*TASK OBJECTIVE*
Give all of the lines again exactly as they read.

═════ PROVIDED DATA

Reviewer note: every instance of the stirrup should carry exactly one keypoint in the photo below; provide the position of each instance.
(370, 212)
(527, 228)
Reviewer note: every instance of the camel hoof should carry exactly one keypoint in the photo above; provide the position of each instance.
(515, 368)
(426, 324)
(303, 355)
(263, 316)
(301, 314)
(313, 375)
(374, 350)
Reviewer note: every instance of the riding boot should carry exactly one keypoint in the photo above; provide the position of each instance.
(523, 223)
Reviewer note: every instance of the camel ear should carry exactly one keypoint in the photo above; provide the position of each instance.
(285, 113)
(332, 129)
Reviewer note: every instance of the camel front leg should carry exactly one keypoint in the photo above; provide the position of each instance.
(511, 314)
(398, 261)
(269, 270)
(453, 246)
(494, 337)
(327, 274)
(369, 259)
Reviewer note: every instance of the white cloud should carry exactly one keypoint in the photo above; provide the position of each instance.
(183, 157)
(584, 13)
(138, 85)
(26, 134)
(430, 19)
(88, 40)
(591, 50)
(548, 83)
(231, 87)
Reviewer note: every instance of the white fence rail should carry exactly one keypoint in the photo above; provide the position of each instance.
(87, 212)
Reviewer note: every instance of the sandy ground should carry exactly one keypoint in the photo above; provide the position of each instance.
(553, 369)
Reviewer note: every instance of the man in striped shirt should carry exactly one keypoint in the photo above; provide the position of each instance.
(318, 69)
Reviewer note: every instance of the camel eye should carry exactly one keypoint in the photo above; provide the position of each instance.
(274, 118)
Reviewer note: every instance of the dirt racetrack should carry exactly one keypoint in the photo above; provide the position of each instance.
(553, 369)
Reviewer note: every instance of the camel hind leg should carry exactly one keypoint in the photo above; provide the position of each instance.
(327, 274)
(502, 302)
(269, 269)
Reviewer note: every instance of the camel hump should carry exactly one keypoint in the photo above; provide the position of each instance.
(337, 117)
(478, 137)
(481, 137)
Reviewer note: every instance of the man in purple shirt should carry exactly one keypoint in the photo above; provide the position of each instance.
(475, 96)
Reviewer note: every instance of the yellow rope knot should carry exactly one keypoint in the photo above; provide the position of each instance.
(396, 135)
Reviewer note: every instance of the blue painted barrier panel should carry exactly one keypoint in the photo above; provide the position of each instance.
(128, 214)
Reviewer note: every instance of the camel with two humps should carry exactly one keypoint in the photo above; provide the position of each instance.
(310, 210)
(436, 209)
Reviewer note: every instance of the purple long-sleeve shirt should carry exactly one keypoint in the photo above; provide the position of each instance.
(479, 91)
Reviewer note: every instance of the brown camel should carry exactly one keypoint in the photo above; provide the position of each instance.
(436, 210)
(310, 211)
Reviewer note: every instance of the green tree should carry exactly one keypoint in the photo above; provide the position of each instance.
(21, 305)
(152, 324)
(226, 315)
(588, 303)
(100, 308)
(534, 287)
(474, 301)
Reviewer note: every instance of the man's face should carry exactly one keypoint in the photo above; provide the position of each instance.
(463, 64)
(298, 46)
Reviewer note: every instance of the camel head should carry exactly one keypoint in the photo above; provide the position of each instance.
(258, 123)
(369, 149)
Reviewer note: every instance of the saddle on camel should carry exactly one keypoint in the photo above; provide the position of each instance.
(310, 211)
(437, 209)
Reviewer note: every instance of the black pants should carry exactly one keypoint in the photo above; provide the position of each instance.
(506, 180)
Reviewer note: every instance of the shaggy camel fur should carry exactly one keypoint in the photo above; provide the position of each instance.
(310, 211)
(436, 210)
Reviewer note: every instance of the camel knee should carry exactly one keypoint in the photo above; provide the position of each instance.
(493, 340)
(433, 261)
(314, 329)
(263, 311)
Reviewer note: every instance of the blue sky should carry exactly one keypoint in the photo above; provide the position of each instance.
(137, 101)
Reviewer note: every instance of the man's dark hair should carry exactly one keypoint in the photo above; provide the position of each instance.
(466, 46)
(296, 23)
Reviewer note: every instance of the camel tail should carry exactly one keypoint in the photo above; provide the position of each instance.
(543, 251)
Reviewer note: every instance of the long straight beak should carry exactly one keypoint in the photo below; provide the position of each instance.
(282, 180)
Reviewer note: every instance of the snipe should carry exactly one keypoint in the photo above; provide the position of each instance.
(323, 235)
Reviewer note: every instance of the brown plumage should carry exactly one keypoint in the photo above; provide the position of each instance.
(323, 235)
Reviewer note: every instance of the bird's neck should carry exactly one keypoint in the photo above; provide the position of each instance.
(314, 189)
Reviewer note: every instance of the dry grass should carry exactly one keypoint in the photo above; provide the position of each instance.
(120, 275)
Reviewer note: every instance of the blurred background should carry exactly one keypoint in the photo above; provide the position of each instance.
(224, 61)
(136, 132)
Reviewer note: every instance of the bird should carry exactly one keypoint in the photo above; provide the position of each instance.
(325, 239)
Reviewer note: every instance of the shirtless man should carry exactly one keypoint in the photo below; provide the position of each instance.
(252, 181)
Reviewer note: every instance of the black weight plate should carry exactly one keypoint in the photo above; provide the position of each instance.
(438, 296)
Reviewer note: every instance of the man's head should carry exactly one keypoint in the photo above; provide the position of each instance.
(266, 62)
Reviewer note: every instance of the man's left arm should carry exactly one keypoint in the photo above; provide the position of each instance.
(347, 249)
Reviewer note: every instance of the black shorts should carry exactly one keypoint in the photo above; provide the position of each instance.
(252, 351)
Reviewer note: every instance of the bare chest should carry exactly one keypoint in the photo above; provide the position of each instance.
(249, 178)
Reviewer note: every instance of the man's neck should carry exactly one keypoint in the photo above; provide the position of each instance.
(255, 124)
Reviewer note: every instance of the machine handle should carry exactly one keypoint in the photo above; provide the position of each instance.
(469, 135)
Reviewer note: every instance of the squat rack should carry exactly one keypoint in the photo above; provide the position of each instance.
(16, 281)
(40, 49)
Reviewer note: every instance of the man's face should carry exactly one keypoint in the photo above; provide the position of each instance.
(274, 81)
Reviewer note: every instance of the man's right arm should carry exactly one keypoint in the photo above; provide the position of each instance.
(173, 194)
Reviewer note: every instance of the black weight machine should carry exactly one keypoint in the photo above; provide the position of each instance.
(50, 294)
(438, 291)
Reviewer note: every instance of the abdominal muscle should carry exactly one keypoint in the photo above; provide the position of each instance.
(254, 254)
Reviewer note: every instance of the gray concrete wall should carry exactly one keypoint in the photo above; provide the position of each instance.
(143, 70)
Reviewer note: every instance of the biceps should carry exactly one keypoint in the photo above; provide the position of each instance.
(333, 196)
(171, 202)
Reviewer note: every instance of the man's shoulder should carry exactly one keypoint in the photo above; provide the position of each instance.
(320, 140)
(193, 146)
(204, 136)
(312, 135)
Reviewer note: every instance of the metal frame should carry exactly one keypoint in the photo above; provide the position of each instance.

══════════

*SOLVED EXERCISE*
Reviewer note: every instance of the stirrup should carry exactly one keypoint in the photo below; provide the position of each instance.
(370, 212)
(527, 228)
Reviewer note: every instance of the camel hoof should carry exactly one keypoint in the photo above; provide the position of each instance.
(515, 368)
(426, 324)
(303, 355)
(263, 316)
(301, 314)
(313, 375)
(374, 350)
Reviewer note: every instance of the riding boot should carry exactly one keypoint in the photo above; provide the position of each instance.
(523, 223)
Reviewer note: every instance of the camel ear should carry exactly one keypoint in the photo above; provide the position of each instance.
(285, 113)
(332, 129)
Reviewer note: every instance of the camel front leg should carry exactly one keypoint in the photo above; provide the position of each instance.
(511, 314)
(398, 261)
(269, 270)
(453, 246)
(494, 337)
(327, 274)
(369, 259)
Reviewer note: every instance of the white cloud should carry exactly one keypoint in the photo above; provide the position of each instance.
(183, 157)
(584, 13)
(138, 85)
(26, 134)
(430, 19)
(88, 40)
(591, 50)
(548, 83)
(231, 87)
Reviewer note: every instance of the white fence rail should carry exactly one keypoint in the photo above; provide the position of each instance.
(87, 212)
Reviewer note: every instance of the sandy ground should carry exactly one keypoint in the photo above; provide the position of each instance.
(553, 369)
Reviewer note: every instance of the man in striped shirt should carry exactly one keypoint in the photo above; provide the position of each instance.
(318, 69)
Reviewer note: every instance of the camel eye should carry exactly one keypoint in the photo above; provide the position of each instance.
(274, 118)
Reviewer note: every instance of the dirt racetrack should carry exactly one keypoint in the photo above; provide the position of each instance.
(553, 369)
Reviewer note: every instance of the camel hind leg should carry exactly one keypoint in the photo above; provide the position of each instance.
(327, 274)
(502, 302)
(269, 269)
Reviewer note: every instance of the camel hump should carry exactly one keypoint in the photo above; provide the position of each instance.
(337, 117)
(478, 137)
(481, 137)
Reviewer note: every instance of the man in purple shirt should carry exactly one keypoint in the photo above; provide the position of each instance.
(475, 96)
Reviewer note: every instance of the yellow rope knot should carry exactly one keypoint in the photo above; provide the position of each instance.
(396, 135)
Reviewer note: every instance of the blue painted barrier panel should carry exactly one keypoint in the photo above; provide the position of each instance.
(128, 214)
Reviewer note: every instance of the camel with two humps should carry exactly one keypoint in the photo above; provide the position of each instance.
(310, 210)
(436, 209)
Reviewer note: every instance of the purple long-sleeve shirt should carry exactly one keypoint in the photo above; provide the position of each instance.
(479, 91)
Reviewer note: every instance of the brown camel should carry exactly one keypoint in the photo above; provide the position of each instance.
(436, 210)
(310, 211)
Reviewer note: every instance of the green tree should carry exactly one keypoint in the photo above; provide the position of each instance.
(21, 305)
(152, 324)
(226, 315)
(588, 303)
(100, 308)
(534, 287)
(474, 301)
Reviewer note: every instance of the man's face should carry exactly one keypoint in the photo above; provide the position of each instance.
(463, 64)
(298, 46)
Reviewer note: every instance of the camel head should carry exactly one keypoint in the photo above; provide the position of each instance.
(258, 123)
(369, 149)
Reviewer note: every instance of the saddle on camel should carry exactly one keypoint in the photo above; provide the position of each instance.
(310, 211)
(437, 209)
Reviewer note: every instance of the black pants should carry exactly one keypoint in the photo above; provide the position of each instance.
(506, 180)
Reviewer note: every instance of the shaggy camel fur should carry exactly one keypoint in the photo above; provide the position of each instance.
(310, 211)
(436, 210)
Reviewer note: every instance of the camel knee should carry exactly one keypoint in the photo above; provide the position of each instance.
(493, 340)
(433, 261)
(314, 329)
(263, 311)
Reviewer note: every instance of the blue sky should carry exactly one keypoint in the photo above; provide the position of each instance.
(137, 101)
Reviewer note: every instance of the man's dark hair should carry exactly one keypoint in the photo above; provide the position of each instance.
(466, 46)
(296, 23)
Reviewer note: every instance of the camel tail should carry exactly one keypoint in the photo above; provide the position of each instance.
(543, 251)
Reviewer note: every instance of the long straight beak should carry exactly one keypoint in the photo below; provide the position of each instance.
(282, 180)
Reviewer note: every instance of the snipe should carry exactly one keypoint in the photo above; provide the position of each instance.
(323, 235)
Reviewer note: every instance of the brown plumage should carry exactly one keypoint in the photo above; provide the position of each instance.
(323, 235)
Reviewer note: every instance of the bird's neck should carry exactly one keypoint in the photo above; provide the position of each instance.
(314, 189)
Reviewer note: every instance of the dry grass should carry exactly one keypoint in the photo above; provide the position of each instance.
(120, 275)
Reviewer note: every instance of the blurred background should carry exactly one keypoint in the photo above; provide the position of each instance.
(224, 61)
(136, 132)
Reviewer note: every instance of the bird should carry exactly one keypoint in the photo above; provide the position of each instance.
(325, 239)
Reviewer note: every instance of the shirtless man should carry exactly one keypoint in the photo below; provide the position of each instance.
(252, 181)
Reviewer note: every instance of the black weight plate should carry exactly one keypoint in the photo above; provide the position of each instance.
(438, 296)
Reviewer note: every instance of the man's head should carry exactly one keypoint in the photo above; provide the position of each instance.
(266, 62)
Reviewer note: every instance of the man's left arm should carry exactly one keypoint in the photo above; provide the position of each instance.
(347, 249)
Reviewer note: every instance of the black shorts should carry exactly one keypoint in the photo above; provide the position of each instance.
(252, 351)
Reviewer note: every instance of the bare chest should carry exactly one keypoint in the photo above; provide the position of each instance.
(249, 178)
Reviewer note: every instance of the man's neck should carry exactly one keypoint in the photo above; provide the position of each instance.
(255, 124)
Reviewer note: every instance of the machine handle should carry exactly one keypoint in the photo above; provide the position of each instance.
(469, 135)
Reviewer note: every instance of the squat rack should carry exactly one keypoint in the photo above; provide the position of each instance.
(16, 281)
(40, 49)
Reviewer note: every instance of the man's face should carry exactly one keypoint in the photo above; provide the position of each instance.
(274, 81)
Reviewer note: every instance of the man's right arm should carry exactly one keypoint in the photo above; provide the position of each instance.
(173, 194)
Reviewer note: every instance of the black weight machine should carry exactly one keypoint in the photo above; provide the position of each instance.
(50, 294)
(438, 291)
Reviewer note: every instance of the abdominal muscle should carry exactly one keypoint in the photo above; provide the position of each instance.
(254, 254)
Reviewer note: every instance of the gray concrete wall should carry exactly one keypoint in the photo above; provide the position of each instance.
(143, 70)
Reviewer note: every instance of the biceps should carry exactly one keypoint in the photo above; provide the position of each instance.
(333, 196)
(171, 202)
Reviewer note: every instance of the man's shoulder should carry exactly one keypoint in the photo above; provide the position of each instance.
(320, 140)
(193, 146)
(204, 136)
(312, 135)
Reviewer note: every instance of the metal frame should carry exactly one keypoint in the photo above; provide the position of each instance.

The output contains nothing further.